Add only works for two layers of the same size #50

AndreJFBico · 2017-07-28T10:13:04Z

Hi, so im working on setting up a fast style transfer network in code instead of importing it from a .pb file, so i can start improving it.

However im having some issues trying to setup a residual layer, heres the network.

        styleNet.start
            ->> Convolution(convSize: ConvSize(outputChannels: 32, kernelSize: 9, stride: 1), neuronType: .none, id: "Variable_0")
            ->> InstanceNorm(shiftModifier: "1", scaleModifier: "2", id: "Variable_")
            ->> Neuron( type: .relu)
            ->> Convolution(convSize: ConvSize(outputChannels: 64, kernelSize: 3, stride: 2), neuronType: .none, id: "Variable_3")
            ->> InstanceNorm(shiftModifier: "4", scaleModifier: "5", id: "Variable_")
            ->> Neuron( type: .relu)
            ->> Convolution(convSize: ConvSize(outputChannels: 128, kernelSize: 3, stride: 2), neuronType: .none, id: "Variable_6")
            ->> InstanceNorm(shiftModifier: "7", scaleModifier: "8", id: "Variable_")
            ->> Neuron( type: .relu)
            ->> ResidualLayer(convSize: ConvSize(outputChannels: 128, kernelSize: 3, stride: 1), layers:
                Convolution(convSize: ConvSize(outputChannels: 128, kernelSize: 3, stride: 1), neuronType: .none, id: "Variable_9")
                    ->> InstanceNorm(shiftModifier: "10", scaleModifier: "11", id: "Variable_")
                    ->> Neuron( type: .relu)
                    ->> Convolution(convSize: ConvSize(outputChannels: 128, kernelSize: 3, stride: 1), neuronType: .none, id: "Variable_12")
                    ->> InstanceNorm(shiftModifier: "13", scaleModifier: "14", id: "Variable_"))

When initializing the following error appears: assertion failed: Add works for two layers of the same size: file /Users/Andre/Downloads/Bender-fix-issue-38/Sources/Layers/Add.swift, line 23

I also print the layers in the network.


"PRINTING LAYERS"
": Bender.Start"
": Bender.Convolution"
": Bender.InstanceNorm"
": Bender.Neuron"
": Bender.Convolution"
": Bender.InstanceNorm"
": Bender.Neuron"
": Bender.Convolution"
": Bender.InstanceNorm"
": Bender.Neuron"
": Bender.Dummy"
": Bender.Identity"
": Bender.Add"

* [Given request a]
In the records, turn the part that opens with the line containing "facade, as integer pixel positions." and runs through the end of the records into a numbered list, leaving out blank lines.

Pointing records
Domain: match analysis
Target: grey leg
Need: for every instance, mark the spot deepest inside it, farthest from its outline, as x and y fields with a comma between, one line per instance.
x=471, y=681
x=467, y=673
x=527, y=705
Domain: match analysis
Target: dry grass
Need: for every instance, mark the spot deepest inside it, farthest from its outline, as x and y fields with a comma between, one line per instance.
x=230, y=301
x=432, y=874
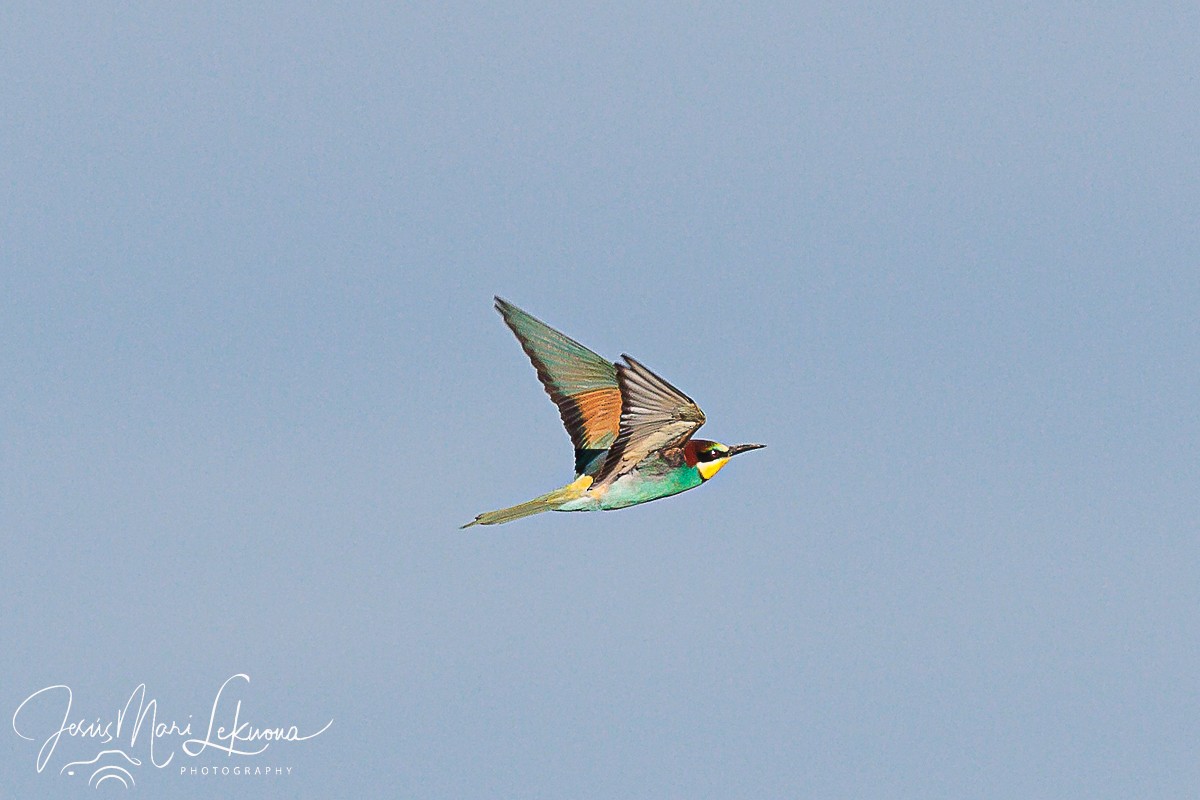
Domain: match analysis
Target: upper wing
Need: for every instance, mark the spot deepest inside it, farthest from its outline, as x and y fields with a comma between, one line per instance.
x=582, y=384
x=654, y=415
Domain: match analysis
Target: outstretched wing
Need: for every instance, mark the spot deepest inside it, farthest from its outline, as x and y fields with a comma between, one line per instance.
x=653, y=415
x=582, y=384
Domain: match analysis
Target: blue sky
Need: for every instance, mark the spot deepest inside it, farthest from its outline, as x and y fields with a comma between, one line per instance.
x=941, y=259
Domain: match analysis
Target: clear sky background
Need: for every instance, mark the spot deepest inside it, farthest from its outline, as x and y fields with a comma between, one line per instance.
x=942, y=259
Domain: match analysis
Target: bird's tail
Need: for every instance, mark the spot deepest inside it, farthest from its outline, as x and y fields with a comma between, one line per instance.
x=545, y=503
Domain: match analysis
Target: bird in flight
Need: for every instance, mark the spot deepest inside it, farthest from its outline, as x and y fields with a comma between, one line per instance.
x=631, y=429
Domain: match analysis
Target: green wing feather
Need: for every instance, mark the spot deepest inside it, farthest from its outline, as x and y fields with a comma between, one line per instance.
x=582, y=384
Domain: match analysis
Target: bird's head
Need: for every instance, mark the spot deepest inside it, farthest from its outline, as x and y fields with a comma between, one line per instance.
x=708, y=457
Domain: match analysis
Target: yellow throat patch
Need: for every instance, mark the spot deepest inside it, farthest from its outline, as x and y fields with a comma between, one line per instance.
x=709, y=468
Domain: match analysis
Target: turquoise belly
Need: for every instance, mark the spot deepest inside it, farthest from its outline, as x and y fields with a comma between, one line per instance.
x=641, y=485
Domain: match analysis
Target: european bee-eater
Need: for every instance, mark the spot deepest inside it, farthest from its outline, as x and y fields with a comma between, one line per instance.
x=631, y=429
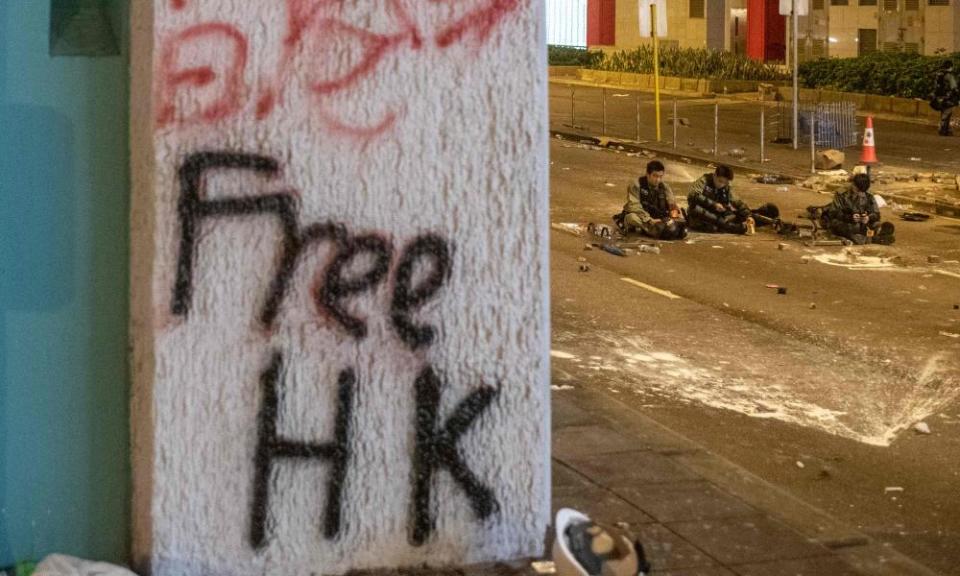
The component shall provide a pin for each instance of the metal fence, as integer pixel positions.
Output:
(834, 123)
(567, 23)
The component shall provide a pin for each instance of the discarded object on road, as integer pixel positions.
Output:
(599, 230)
(568, 227)
(583, 547)
(612, 249)
(829, 160)
(544, 567)
(60, 565)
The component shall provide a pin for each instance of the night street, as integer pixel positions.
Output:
(815, 390)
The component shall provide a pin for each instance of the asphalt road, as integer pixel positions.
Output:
(815, 390)
(898, 143)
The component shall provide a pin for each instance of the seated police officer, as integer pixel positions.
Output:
(651, 208)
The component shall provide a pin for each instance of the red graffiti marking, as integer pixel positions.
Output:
(222, 102)
(481, 21)
(362, 133)
(336, 55)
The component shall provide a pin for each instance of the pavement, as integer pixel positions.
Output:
(742, 432)
(903, 146)
(810, 395)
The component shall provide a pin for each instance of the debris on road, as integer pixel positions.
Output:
(544, 567)
(610, 248)
(945, 273)
(568, 227)
(829, 160)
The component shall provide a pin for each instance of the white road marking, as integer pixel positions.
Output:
(654, 289)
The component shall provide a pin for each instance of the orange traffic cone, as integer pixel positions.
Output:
(869, 153)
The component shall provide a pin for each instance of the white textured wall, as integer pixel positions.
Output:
(439, 133)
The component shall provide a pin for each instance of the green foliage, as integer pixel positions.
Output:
(690, 63)
(885, 73)
(569, 56)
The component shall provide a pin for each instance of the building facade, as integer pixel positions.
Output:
(833, 28)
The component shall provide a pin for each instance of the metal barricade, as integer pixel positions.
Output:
(834, 123)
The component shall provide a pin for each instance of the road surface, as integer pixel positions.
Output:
(816, 390)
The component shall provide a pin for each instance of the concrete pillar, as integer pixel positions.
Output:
(339, 284)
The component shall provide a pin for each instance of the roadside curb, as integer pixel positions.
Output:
(855, 548)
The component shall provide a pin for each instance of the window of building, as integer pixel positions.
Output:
(866, 41)
(697, 8)
(82, 28)
(819, 48)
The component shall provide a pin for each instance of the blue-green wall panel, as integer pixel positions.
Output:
(64, 451)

* [Given request b]
Copy the part of the forum thread that opens with the words "When initializing the" and closes with "in the network.", substituting "compiling" for "initializing".

* [Correct output a]
1. The component shall provide a pin for each instance of the building facade, as integer pixel positions.
2. Output:
3. (833, 28)
4. The component shall provide a pin for each instance of the metal barricade, as integer pixel positions.
5. Output:
6. (834, 123)
7. The component shall provide a pin for each instance of the road surface, as integer pixel positions.
8. Output:
9. (816, 390)
10. The component shall provide a pin for each instance of the concrete pillar, as integer pixel positions.
11. Output:
12. (339, 284)
13. The component shall provide a pin for each instance of the roadside curb, as integer pixel positions.
14. Output:
15. (855, 548)
16. The component shall provide a pin for each instance of the window of building, as integer pixel positions.
17. Output:
18. (866, 41)
19. (697, 8)
20. (82, 28)
21. (819, 48)
22. The component shall provide a pin for each instance of the blue-green wall panel, as integer pixel positions.
23. Output:
24. (64, 451)

* [Correct output b]
When compiling the following error appears: assertion failed: Add works for two layers of the same size: file /Users/Andre/Downloads/Bender-fix-issue-38/Sources/Layers/Add.swift, line 23

I also print the layers in the network.